Ziel — Finde in den folgenden Datensätzen jede Zeile, die das Wort „jersey“ enthält, und gib diese Zeilen unverändert wieder.

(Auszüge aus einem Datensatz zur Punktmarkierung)
▬▬▬▬▬▬

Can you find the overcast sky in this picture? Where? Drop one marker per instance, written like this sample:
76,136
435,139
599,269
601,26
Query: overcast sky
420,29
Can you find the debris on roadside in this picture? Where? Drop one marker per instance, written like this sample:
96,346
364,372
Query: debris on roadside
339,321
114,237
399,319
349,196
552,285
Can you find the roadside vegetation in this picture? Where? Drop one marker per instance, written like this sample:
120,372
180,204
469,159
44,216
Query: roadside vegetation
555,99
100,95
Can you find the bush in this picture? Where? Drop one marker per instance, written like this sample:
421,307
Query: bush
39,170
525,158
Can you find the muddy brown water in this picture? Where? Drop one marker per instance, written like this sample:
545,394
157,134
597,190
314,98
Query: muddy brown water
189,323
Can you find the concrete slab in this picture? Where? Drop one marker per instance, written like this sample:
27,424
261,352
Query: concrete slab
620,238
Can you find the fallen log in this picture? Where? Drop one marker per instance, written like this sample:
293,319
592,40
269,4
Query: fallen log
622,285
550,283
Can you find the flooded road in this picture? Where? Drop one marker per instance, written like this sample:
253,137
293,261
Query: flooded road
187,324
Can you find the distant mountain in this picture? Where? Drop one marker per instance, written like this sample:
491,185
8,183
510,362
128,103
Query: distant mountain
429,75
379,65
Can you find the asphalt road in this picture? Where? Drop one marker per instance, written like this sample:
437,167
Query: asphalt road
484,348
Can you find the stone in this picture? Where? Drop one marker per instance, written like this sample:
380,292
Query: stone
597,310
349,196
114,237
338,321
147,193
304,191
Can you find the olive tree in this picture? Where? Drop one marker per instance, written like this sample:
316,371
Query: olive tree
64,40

▬▬▬▬▬▬

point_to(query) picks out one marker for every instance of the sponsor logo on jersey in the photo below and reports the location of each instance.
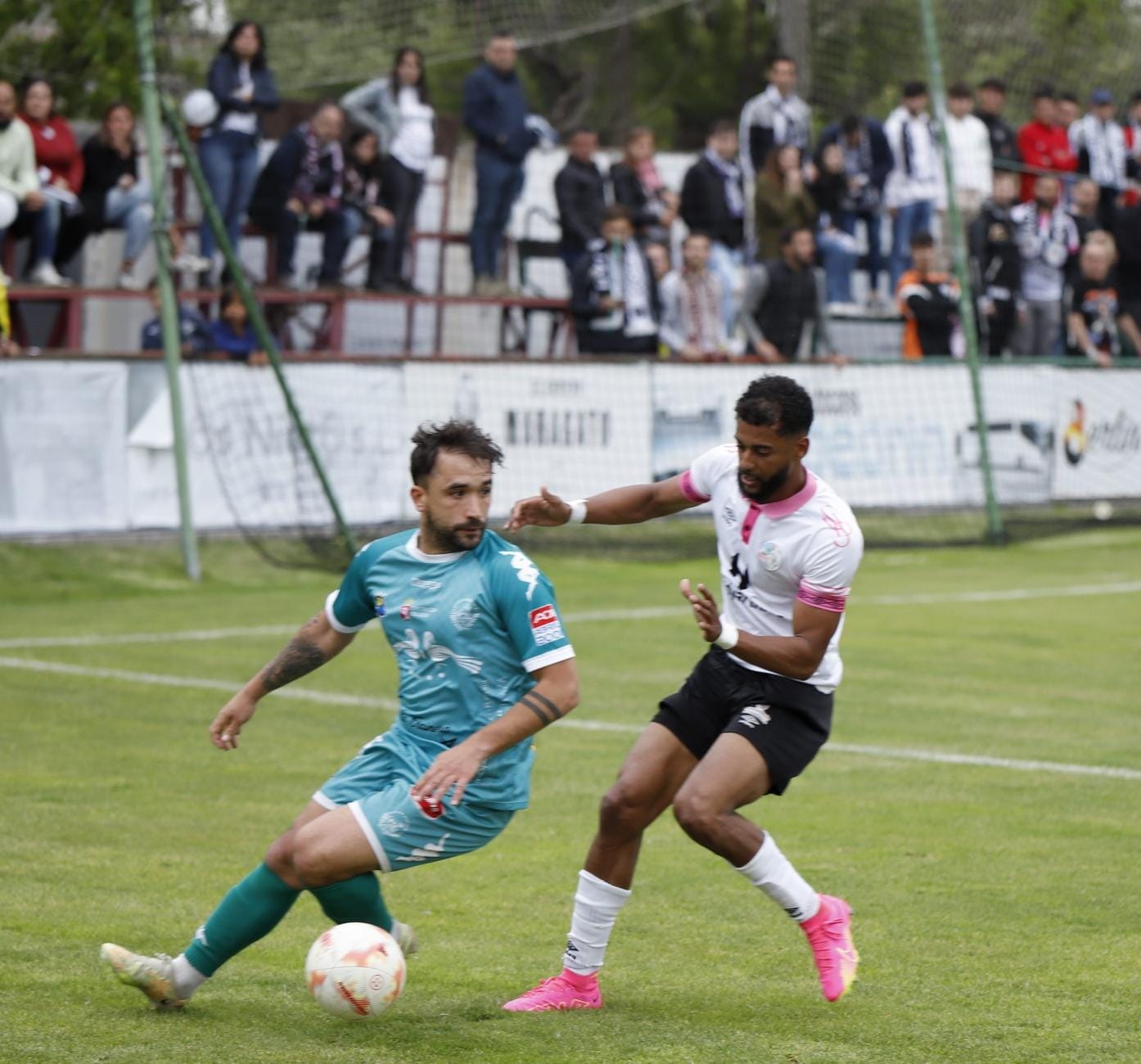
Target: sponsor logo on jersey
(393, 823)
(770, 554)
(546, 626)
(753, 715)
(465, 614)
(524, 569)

▬▬▬▬▬▬

Vollständige Ausgabe —
point_to(query) picks out one marker for every instance of the sponsor logo on jersey in the photo below and reports the location of each instance.
Target: sponsor logo on jersey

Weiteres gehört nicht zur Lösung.